Directions for this task: Pictures are to be left out, but please repeat each record exactly.

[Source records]

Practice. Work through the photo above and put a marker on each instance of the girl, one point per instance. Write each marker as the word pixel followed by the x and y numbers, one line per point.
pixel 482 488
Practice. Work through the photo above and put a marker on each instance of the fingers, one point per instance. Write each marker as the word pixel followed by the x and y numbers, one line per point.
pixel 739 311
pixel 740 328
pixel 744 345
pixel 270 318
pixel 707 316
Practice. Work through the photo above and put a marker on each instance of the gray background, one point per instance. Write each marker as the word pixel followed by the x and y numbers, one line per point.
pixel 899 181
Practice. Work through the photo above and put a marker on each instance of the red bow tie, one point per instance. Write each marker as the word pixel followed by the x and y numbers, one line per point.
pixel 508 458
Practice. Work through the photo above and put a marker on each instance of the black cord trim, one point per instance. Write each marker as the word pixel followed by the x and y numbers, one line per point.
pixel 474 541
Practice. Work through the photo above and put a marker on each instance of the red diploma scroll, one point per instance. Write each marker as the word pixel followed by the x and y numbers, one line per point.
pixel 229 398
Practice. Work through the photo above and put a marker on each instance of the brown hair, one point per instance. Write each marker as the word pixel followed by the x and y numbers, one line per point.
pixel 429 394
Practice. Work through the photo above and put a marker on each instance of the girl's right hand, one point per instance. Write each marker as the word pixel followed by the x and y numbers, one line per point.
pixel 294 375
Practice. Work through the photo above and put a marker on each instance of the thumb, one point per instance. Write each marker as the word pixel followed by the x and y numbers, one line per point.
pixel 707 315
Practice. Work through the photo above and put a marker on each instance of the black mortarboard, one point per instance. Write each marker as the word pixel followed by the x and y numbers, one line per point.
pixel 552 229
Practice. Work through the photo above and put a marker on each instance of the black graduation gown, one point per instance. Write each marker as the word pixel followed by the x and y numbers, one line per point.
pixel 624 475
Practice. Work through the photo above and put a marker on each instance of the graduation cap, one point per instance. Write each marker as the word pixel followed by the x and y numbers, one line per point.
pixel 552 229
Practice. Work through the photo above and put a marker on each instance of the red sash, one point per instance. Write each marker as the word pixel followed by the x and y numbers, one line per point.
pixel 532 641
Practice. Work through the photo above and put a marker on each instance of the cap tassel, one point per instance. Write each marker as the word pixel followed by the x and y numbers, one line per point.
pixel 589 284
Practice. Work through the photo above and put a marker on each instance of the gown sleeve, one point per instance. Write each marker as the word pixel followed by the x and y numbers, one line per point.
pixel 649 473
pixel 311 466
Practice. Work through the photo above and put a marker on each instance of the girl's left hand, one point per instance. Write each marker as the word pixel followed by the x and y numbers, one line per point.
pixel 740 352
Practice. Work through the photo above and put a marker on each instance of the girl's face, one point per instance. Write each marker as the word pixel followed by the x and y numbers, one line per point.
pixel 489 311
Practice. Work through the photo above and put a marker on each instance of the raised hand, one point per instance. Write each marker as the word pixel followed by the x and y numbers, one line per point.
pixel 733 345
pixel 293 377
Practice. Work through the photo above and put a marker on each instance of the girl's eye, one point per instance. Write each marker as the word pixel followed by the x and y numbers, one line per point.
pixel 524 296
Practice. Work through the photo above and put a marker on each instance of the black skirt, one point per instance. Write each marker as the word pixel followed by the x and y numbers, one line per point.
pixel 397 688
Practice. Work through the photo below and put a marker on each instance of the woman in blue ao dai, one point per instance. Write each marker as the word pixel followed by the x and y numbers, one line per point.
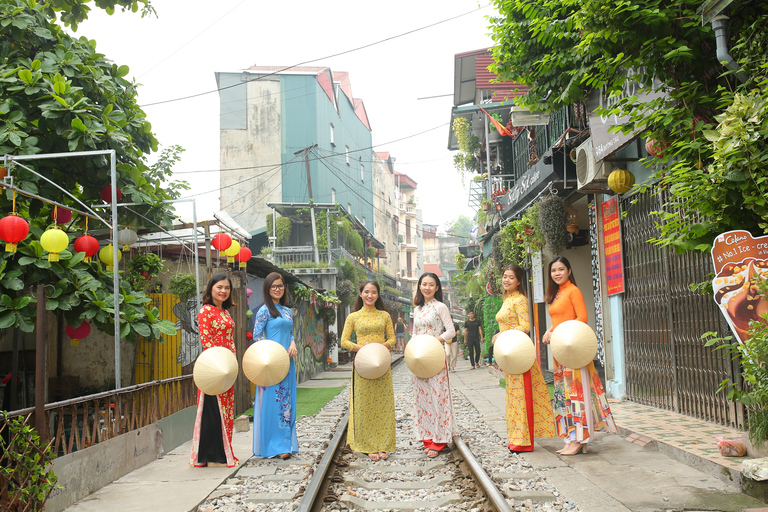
pixel 274 408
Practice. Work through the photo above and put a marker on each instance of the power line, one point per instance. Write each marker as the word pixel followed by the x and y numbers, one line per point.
pixel 320 58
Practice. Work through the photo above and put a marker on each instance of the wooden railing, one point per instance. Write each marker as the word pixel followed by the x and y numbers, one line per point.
pixel 81 422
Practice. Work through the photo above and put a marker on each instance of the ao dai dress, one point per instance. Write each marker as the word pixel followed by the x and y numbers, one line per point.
pixel 434 409
pixel 580 403
pixel 215 419
pixel 529 410
pixel 274 407
pixel 371 402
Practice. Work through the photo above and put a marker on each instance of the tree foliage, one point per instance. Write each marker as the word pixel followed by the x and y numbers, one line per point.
pixel 58 95
pixel 564 49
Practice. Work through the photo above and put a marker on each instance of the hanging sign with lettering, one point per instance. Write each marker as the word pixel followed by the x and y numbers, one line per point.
pixel 614 259
pixel 739 260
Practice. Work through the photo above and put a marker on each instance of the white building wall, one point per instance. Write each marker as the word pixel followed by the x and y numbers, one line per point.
pixel 253 151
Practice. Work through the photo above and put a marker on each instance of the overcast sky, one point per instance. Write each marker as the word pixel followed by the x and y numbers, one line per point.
pixel 176 55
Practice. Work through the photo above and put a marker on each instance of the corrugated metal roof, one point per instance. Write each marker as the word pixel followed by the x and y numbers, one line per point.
pixel 484 80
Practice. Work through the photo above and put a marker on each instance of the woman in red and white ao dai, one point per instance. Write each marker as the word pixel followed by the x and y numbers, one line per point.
pixel 434 408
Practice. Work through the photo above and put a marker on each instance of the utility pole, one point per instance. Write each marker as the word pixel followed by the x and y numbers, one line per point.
pixel 311 200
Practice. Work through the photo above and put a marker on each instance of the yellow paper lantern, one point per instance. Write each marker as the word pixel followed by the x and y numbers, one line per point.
pixel 621 181
pixel 54 241
pixel 232 251
pixel 105 255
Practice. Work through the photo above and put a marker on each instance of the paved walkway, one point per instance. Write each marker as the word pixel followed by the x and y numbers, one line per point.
pixel 629 473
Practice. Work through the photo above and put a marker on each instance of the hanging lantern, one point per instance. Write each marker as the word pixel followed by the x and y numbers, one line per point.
pixel 221 242
pixel 232 251
pixel 54 241
pixel 105 255
pixel 621 181
pixel 243 256
pixel 106 194
pixel 88 245
pixel 13 229
pixel 127 237
pixel 61 215
pixel 572 219
pixel 78 333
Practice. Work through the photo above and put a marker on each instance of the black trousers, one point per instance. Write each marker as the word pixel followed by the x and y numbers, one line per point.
pixel 474 351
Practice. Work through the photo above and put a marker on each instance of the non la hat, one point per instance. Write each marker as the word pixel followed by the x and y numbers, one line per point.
pixel 266 363
pixel 425 356
pixel 574 344
pixel 215 370
pixel 372 361
pixel 514 352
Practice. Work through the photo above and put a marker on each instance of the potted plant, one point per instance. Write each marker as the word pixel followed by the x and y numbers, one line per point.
pixel 469 146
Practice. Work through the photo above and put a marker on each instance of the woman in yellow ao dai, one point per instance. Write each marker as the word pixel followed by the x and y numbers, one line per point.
pixel 371 402
pixel 529 409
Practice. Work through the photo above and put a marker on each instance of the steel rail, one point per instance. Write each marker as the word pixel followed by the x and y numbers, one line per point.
pixel 485 482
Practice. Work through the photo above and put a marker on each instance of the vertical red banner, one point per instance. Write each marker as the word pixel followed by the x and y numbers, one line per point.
pixel 614 260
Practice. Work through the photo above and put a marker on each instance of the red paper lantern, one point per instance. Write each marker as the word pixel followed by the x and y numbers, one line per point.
pixel 61 215
pixel 88 245
pixel 78 333
pixel 106 194
pixel 221 242
pixel 244 255
pixel 13 229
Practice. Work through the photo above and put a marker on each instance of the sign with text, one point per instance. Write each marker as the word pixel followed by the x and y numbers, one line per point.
pixel 614 260
pixel 739 259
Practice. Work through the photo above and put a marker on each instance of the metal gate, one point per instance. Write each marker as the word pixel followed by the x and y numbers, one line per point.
pixel 667 364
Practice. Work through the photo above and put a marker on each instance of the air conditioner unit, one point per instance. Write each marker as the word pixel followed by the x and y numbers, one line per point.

Reply:
Practice. Work through the photo above and put a marker on each instance of the girl, one point per instance. Write each marker as the word pixel followed by the x and y numbers, one line per point.
pixel 482 488
Practice. Work through the photo above and put a marker on each instance of the fingers, one point per instance. Write each marker as the word pixel followed by the x and y numbers, one line per point.
pixel 739 311
pixel 740 328
pixel 744 345
pixel 270 318
pixel 707 316
Practice. Work through the photo above and put a marker on each instance of the gray background, one point per instance. Write each marker as the word pixel followed by the x and y numbers, one line per point.
pixel 899 181
Practice. Work through the photo above and put a marker on each instance of the red bow tie, one point per instance. Write each marker as the word pixel followed by the x and y numbers, one line per point.
pixel 508 458
Practice. Work through the photo above and put a marker on each instance of the black cord trim, one point per instance. Write each marker as the word pixel followed by the x and y numbers, one line per point.
pixel 474 541
Practice. Work through the photo above and put a marker on each instance of the red diploma scroll, one point per instance. Write each marker as the word pixel followed by the x and y numbers, one line per point.
pixel 229 398
Practice. Work through the photo above and put a marker on each instance of the brown hair, one point per instance. Write each marker as the word pixel followed by the x and y numbers, one line per point.
pixel 429 394
Practice. Work through the photo above and put a marker on each instance of the girl's right hand, one point per instance. Write each marker as the word pixel followed by the x and y numbers, one line per point.
pixel 294 375
Practice. Work through the photo above and put a marker on each instance of the thumb, one point per instance. Write each marker as the word pixel followed by the x and y numbers, one line per point.
pixel 707 315
Practice. Work through the photo above and put a marker on each instance of the black mortarboard, one point per instance. Write each marker as the word pixel followed by the x and y numbers, one line per point.
pixel 552 229
Practice. Work through the photo above and put a marker on each instance of the black graduation gown, one point per instance. Write each marker as the word pixel followed by the x and y numbers, one line per point.
pixel 624 475
Practice. Work through the photo above and put a marker on each instance of the graduation cap, one point per instance. Write each marker as the word pixel followed by the x and y numbers, one line per point.
pixel 552 229
Practice. Work through the photo above and put a marker on each instance of the red sash, one point per instance. Write each marker as the word pixel followed by the x and y numbers, one line per point.
pixel 532 641
Practice. Work through the photo above and put a marker on each instance of the cap tassel, one point per instance. Write each marker as the word pixel followed by the x and y numbers, one line per point.
pixel 589 284
Practice. Work through the photo above and put a marker on each instance of the gown sleeve, one point per instance. Write each marker as the word pixel followed by the x and y numbers, one line per point.
pixel 649 473
pixel 311 466
Practice. Work through the photo above and put a marker on each instance of the girl's left hand, one point per instance. Write each marker as the word pixel followed by the x and y numbers, one line per point.
pixel 740 352
Practice. Work through the photo above and put a marker on each instance of the girl's face, one point per instance. Write each marker as the word pixel followed by the x and y numbers, one line per point.
pixel 489 311
Practice. Work through the photo above and put a marker on each instance of the raised hand, one point per instance. Write each marker as the word pixel followed by the x and y numbers, one line per point.
pixel 733 345
pixel 293 377
Practice. Work through the photo above and put a marker on each instance of the girl's eye, one point per instance. Write each marker as the word pixel followed by the x and y numbers, one line per point.
pixel 524 296
Practice. Work through the photo above and put a marker on each instance of the black skirt, one point per instance. Write each marker as the word pixel followed by the x and y numbers, one line per point.
pixel 397 688
Practice. Work through the photo below and put a marker on each instance of the woman in blue ao dai, one point per instance. Write each marker as the word pixel followed by the x and y numbers, one line per point.
pixel 274 408
Practice. Work through the photo above and put a marker on each instance of the power line, one point per instance. Write each marker as the word pixel followed by the x and y numbers, one line per point.
pixel 320 58
Practice. Work through the photo above and put a marker on each instance of the wooden railing, one point per instance. Write each marker as the word pixel followed by the x and y numbers, one line per point.
pixel 81 422
Practice. Work through the photo above and put a marker on each instance of the ao dai dress, one point per instance. Write each marker as the word pixel followed by the x and y numbers, one line per point.
pixel 434 409
pixel 580 403
pixel 215 419
pixel 529 410
pixel 274 407
pixel 371 402
Practice. Work through the photo above and put a marker on each instance of the tree foliage, one point per instance. Write each marker as the word pixel followed by the x and y numbers, one line per point.
pixel 58 95
pixel 564 49
Practice. Work through the photo above and put a marker on each instance of the hanging sign with lettering, one point per instance. Write each marker as the word pixel followed by the x and y numbers, one line per point.
pixel 614 259
pixel 739 260
Practice. Work through the photo above and put a marker on each instance of the white building wall, one point per instance. Write each marker as the word pixel followed by the x and y numbers, one line per point.
pixel 253 151
Practice. Work through the photo above and put a marker on each instance of the overcast sky, one point per instance. Write each marker as the word pixel followed by the x and y numbers, one line per point.
pixel 176 55
Practice. Work through the photo above and put a marker on each instance of the corrugated metal roof, one point per instance. Write each marker as the word pixel followed by the x and y numbers, one line per point.
pixel 484 80
Practice. Work through the photo above and put a marker on each instance of the woman in red and white ao dai, one point per instance. Write each marker as the word pixel followed by the x and y numbers, one line per point.
pixel 434 408
Practice. Work through the photo above and put a marker on each instance of the utility pole, one point per instance. Write each marker as the word pixel followed by the x and y numbers, one line per point.
pixel 311 200
Practice. Work through the photo above and put a marker on each instance of the yellow paper lantern, one point per instance. Write each marker as the word pixel followed by the x and y numbers, one line per point.
pixel 621 181
pixel 54 241
pixel 232 251
pixel 105 255
Practice. Work through the photo above and put a marker on each instance of the paved walkway, one point per instance. Write each marker as the word pixel followed by the x and y numbers, one line per point.
pixel 629 473
Practice. Work through the photo above and put a marker on each instance of the hanging lantern, one point per instance. Write each marker as the word pixel followed by the x and y numbers, one line per point.
pixel 221 242
pixel 232 251
pixel 54 241
pixel 105 255
pixel 621 181
pixel 243 256
pixel 106 194
pixel 88 245
pixel 13 229
pixel 127 237
pixel 61 215
pixel 572 219
pixel 78 333
Practice. Work through the photo above and put a marker on each instance of the black trousers, one point per instance. Write each marker as the word pixel followed by the x and y numbers, one line per point.
pixel 474 351
Practice. Work through the photo above and put a marker on each instance of the non la hat, one point per instance. Write each marker as the word pixel followed by the x and y numbers, one line per point.
pixel 266 363
pixel 425 356
pixel 574 344
pixel 215 370
pixel 372 361
pixel 514 352
Practice. Work through the photo above and put a marker on each instance of the potted plant, one point per instance. Write each marker as the word pixel followed by the x and y numbers, one line per point.
pixel 469 146
Practice. Work through the photo above and put a marker on each instance of the woman in yellow ao dai, one point per instance. Write each marker as the word pixel followed by the x and y numbers, one line per point.
pixel 371 402
pixel 529 409
Practice. Work through the photo above and put a marker on each instance of the steel rail, one point per instance. Write each marker as the word pixel followed by the x and y numbers, one line per point.
pixel 485 482
Practice. Work through the photo above and put a marker on each instance of the vertical red banner, one point per instance. Write each marker as the word pixel followed by the x and y numbers, one line per point.
pixel 614 260
Practice. Work through the photo above and put a marker on each instance of the red paper lantern, one point per instance. Write each marker as the word pixel followed by the x and y numbers, one line per point.
pixel 61 215
pixel 88 245
pixel 78 333
pixel 106 194
pixel 221 242
pixel 244 255
pixel 13 229
Practice. Work through the photo above and put a marker on each instance of the sign with text, one point per instance. Write each marker as the word pixel followed by the x and y numbers, one line per point.
pixel 614 260
pixel 739 259
Practice. Work through the photo above and put a marker on each instance of the metal gate, one point per instance. Write each marker as the word pixel followed by the x and y numbers, one line per point.
pixel 667 364
Practice. Work through the photo above and put a marker on each instance of the air conditioner unit, one point per instance. Write each marker as the word pixel followed by the x and y numbers, one line per point.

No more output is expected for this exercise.